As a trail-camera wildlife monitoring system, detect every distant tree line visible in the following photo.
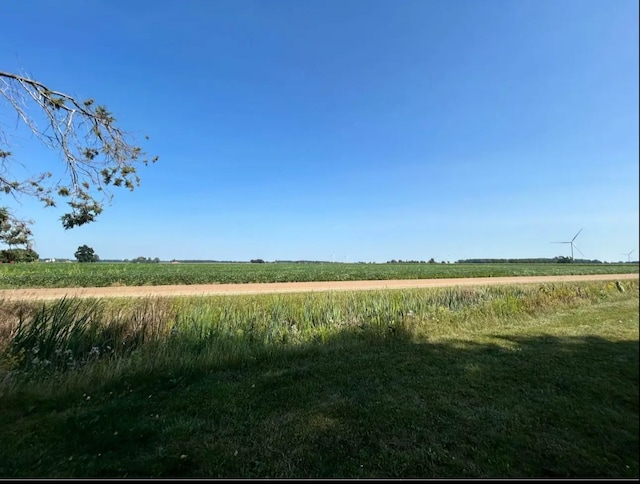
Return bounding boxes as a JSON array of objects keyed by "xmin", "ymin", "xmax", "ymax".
[
  {"xmin": 455, "ymin": 257, "xmax": 605, "ymax": 264},
  {"xmin": 386, "ymin": 259, "xmax": 446, "ymax": 264},
  {"xmin": 274, "ymin": 260, "xmax": 325, "ymax": 264},
  {"xmin": 129, "ymin": 256, "xmax": 160, "ymax": 263}
]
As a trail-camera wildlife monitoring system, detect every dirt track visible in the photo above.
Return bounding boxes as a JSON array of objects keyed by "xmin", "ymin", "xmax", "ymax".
[{"xmin": 1, "ymin": 273, "xmax": 638, "ymax": 301}]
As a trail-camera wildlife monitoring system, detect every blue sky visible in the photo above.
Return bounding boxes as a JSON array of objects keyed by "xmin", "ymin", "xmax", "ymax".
[{"xmin": 1, "ymin": 0, "xmax": 638, "ymax": 262}]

---

**YOUR ASSIGNMENT**
Retype all the data exactly; skip the pictures.

**RESPONSE BELOW**
As a trail-camera wildlife monitoring system, detect every distant tree line visible in the following photo.
Return bounding boxes as a JSON array of objects keyed by "xmin", "ymin", "xmax", "ymax".
[
  {"xmin": 455, "ymin": 257, "xmax": 605, "ymax": 264},
  {"xmin": 386, "ymin": 259, "xmax": 446, "ymax": 264},
  {"xmin": 274, "ymin": 260, "xmax": 325, "ymax": 264},
  {"xmin": 129, "ymin": 256, "xmax": 160, "ymax": 263}
]
As a trail-camera wildlife monitoring system, detect every dirt track visible in the photo above.
Return bounding boxes as a JSON array of objects keyed by "xmin", "ymin", "xmax", "ymax".
[{"xmin": 1, "ymin": 273, "xmax": 638, "ymax": 301}]
As a trail-camera wildlife monitoring system, detect every blue sky visible in the photo above.
Return bounding boxes as a JSON array of objects keyed by "xmin", "ymin", "xmax", "ymax".
[{"xmin": 1, "ymin": 0, "xmax": 638, "ymax": 262}]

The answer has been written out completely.